Written exercise: Reproduce the following material exactly, including every line.

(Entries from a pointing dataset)

** Start **

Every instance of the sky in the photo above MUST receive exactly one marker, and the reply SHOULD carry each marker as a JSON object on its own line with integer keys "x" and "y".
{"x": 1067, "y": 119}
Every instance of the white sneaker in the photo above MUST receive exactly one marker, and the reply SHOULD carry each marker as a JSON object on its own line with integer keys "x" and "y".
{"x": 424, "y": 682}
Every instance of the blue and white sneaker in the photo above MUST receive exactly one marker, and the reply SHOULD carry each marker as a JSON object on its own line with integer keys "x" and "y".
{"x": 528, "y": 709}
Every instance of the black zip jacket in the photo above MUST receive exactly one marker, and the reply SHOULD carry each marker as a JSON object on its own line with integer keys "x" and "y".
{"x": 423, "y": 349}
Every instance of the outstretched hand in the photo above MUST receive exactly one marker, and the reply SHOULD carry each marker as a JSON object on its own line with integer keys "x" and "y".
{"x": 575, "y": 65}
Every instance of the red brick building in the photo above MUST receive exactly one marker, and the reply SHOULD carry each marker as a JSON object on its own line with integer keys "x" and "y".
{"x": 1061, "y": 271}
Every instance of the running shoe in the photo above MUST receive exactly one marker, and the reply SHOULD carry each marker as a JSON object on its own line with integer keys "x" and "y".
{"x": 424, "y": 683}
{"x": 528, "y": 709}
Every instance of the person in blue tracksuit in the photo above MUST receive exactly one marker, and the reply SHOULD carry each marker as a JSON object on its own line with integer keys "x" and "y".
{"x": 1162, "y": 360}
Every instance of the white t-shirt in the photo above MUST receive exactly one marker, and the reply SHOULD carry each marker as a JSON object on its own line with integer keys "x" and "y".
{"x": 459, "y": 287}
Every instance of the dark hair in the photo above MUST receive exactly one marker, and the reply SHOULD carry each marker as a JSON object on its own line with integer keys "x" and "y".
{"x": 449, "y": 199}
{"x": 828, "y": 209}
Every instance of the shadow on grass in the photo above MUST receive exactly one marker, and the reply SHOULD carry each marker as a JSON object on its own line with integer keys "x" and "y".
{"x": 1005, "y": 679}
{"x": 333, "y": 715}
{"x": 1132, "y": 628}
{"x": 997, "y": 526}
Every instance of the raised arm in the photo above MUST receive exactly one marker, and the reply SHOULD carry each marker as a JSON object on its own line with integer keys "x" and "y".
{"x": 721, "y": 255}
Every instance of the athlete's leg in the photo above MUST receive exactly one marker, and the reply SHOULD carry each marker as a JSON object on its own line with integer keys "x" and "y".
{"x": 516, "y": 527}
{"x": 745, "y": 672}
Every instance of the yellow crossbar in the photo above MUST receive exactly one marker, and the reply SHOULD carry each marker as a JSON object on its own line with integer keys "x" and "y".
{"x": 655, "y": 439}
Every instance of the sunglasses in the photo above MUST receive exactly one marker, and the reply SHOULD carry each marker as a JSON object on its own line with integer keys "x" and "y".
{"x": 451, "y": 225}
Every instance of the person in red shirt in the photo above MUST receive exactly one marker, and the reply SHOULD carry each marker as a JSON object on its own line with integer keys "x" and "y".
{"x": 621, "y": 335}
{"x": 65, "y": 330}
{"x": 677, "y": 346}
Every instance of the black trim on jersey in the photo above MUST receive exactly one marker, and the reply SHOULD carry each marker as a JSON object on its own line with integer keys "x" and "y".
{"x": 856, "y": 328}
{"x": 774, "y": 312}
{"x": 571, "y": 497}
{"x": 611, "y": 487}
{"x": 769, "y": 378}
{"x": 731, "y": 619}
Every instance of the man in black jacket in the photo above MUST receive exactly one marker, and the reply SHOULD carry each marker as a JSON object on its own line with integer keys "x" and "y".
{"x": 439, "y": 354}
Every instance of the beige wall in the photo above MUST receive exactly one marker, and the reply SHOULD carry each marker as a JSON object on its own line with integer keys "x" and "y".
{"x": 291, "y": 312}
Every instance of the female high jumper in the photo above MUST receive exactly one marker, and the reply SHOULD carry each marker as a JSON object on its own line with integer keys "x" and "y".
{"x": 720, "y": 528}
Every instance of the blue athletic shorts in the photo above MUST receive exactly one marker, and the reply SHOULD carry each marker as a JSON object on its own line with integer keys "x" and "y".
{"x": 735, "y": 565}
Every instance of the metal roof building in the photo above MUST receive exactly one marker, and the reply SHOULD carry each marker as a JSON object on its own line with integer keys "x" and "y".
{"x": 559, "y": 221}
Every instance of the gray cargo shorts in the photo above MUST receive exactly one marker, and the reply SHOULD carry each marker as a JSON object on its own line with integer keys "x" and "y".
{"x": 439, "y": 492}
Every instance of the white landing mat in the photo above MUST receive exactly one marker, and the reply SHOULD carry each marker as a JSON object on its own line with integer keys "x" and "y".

** End **

Solution:
Every instance of the sky in the photo above MUST receive exactly one marker, and the reply SHOULD carry each marker as a JSON object on its own line with integer keys "x" and "y".
{"x": 1067, "y": 119}
Every instance of the white sneaker in the photo above MUST receive exactly one marker, and the reply SHOULD carry each marker as a JSON object on its own line with integer keys "x" and "y".
{"x": 424, "y": 682}
Every instance of the blue and white sneaker in the photo above MUST receive exactly one marker, and the reply SHOULD carry each marker as a JSON object on its own line with integer keys "x" and "y".
{"x": 528, "y": 709}
Every instance of the black zip jacket in the photo above MUST receive exactly one marker, and the reply SHOULD carry each marker as a JSON object on its own line with integer keys "x" and "y".
{"x": 423, "y": 349}
Every instance of the outstretched hand in the photo above MUST receive exactly one marker, and the reply SHOULD carry each marker as a JSON object on its own line with integer keys "x" and "y".
{"x": 575, "y": 65}
Every instance of the red brick building in the photo above MUST receive exactly one marker, and the reply SHOULD carry each marker as a JSON object on its own line with integer keys "x" and "y".
{"x": 1061, "y": 271}
Every instance of the running shoe in the photo above MUST receive exactly one marker, and the reply SHOULD carry each marker as a JSON object on its own line with integer keys "x" and "y".
{"x": 424, "y": 683}
{"x": 528, "y": 709}
Every instance of the person in blue tracksuit in the photo above MUST receive exactly one marker, and the reply SHOULD carry each marker as a JSON object on its own line with integer keys "x" and "y".
{"x": 1162, "y": 360}
Every instance of the white t-shirt in the photo above MUST receive exactly one marker, and the reply SHOULD carry each marker as a JSON object on its own line with integer keys "x" and "y".
{"x": 459, "y": 287}
Every instance of the dark hair in the photo above MUST receive exactly one marker, and the reply SHOULD carry each marker as a JSON object on its own line with integer keys "x" and "y".
{"x": 449, "y": 199}
{"x": 828, "y": 209}
Every instance of the shadow on grass in the photo above MUST receive exactly one marker, and the reply SHOULD carry each marker as a JSON object on its own line with integer keys "x" and "y".
{"x": 1005, "y": 679}
{"x": 333, "y": 715}
{"x": 1132, "y": 628}
{"x": 997, "y": 526}
Every instance of the raised arm in the photo above MUST receive exactly one marker, and the reply SHOULD carry each marker as a JSON object on its own line with integer keys "x" and "y".
{"x": 721, "y": 255}
Every instance of the athlete's leg in the photo above MUST receive exactly one marker, and the reply SHOULD carry each marker as a JSON object on its own line with integer keys "x" and "y".
{"x": 516, "y": 527}
{"x": 745, "y": 672}
Every instance of the yellow crossbar in the photo above MUST receive exactly one marker, and the reply SHOULD carry each marker as a JSON object on its own line with integer keys "x" and "y".
{"x": 655, "y": 439}
Every instance of the sunglasses in the photo above MUST receive exactly one marker, and the reply SHOULD carry each marker as a JSON object on its own line with integer keys "x" and "y".
{"x": 451, "y": 225}
Every instance of the person in red shirt in the photo above MUST receive exactly one marker, and the reply SHOULD carry each marker as a JSON object on its own line with integer keys "x" and "y".
{"x": 621, "y": 335}
{"x": 65, "y": 330}
{"x": 677, "y": 346}
Every instance of the black trim on jersey in the photo above MUST receive exactly one marker, and the reply SHOULD carry each marker as a JSON object on its own line with integer keys "x" and "y".
{"x": 856, "y": 328}
{"x": 774, "y": 312}
{"x": 571, "y": 497}
{"x": 611, "y": 487}
{"x": 769, "y": 378}
{"x": 731, "y": 619}
Every instance of the man in black jacket in the photo above MUST receive exactly one marker, and the reply SHOULD carry each marker as a JSON object on its own line with integer keys "x" and "y".
{"x": 439, "y": 354}
Every instance of the beige wall in the photo above MUST receive exactly one marker, and the reply SHOULD carry each marker as a JSON object on its own line with integer keys "x" and "y".
{"x": 291, "y": 312}
Every instance of the female high jumper in the photo above MUST receive exactly one marker, and the reply SHOULD carry each marker as a JSON object on its own line with integer keys "x" and "y".
{"x": 720, "y": 528}
Every instance of the blue athletic shorts in the photo above MUST receive exactly one marker, and the reply SHOULD carry each marker as a JSON object on its own line with integer keys "x" and "y".
{"x": 735, "y": 565}
Every instance of the metal roof building in the photo above MUST receive exactly one marker, and the reply SHOULD carry each marker as a JSON object on its own line with integer keys "x" and "y".
{"x": 559, "y": 221}
Every instance of the gray cargo shorts in the photo above MUST receive exactly one marker, and the reply SHOULD carry each marker as a JSON object on its own line with integer keys "x" and "y".
{"x": 439, "y": 492}
Every instance of the white landing mat in the photo above MUST receive exactly one marker, and the reply SHOULD carry each marker as a JSON object on its own line with integer keys "x" and "y".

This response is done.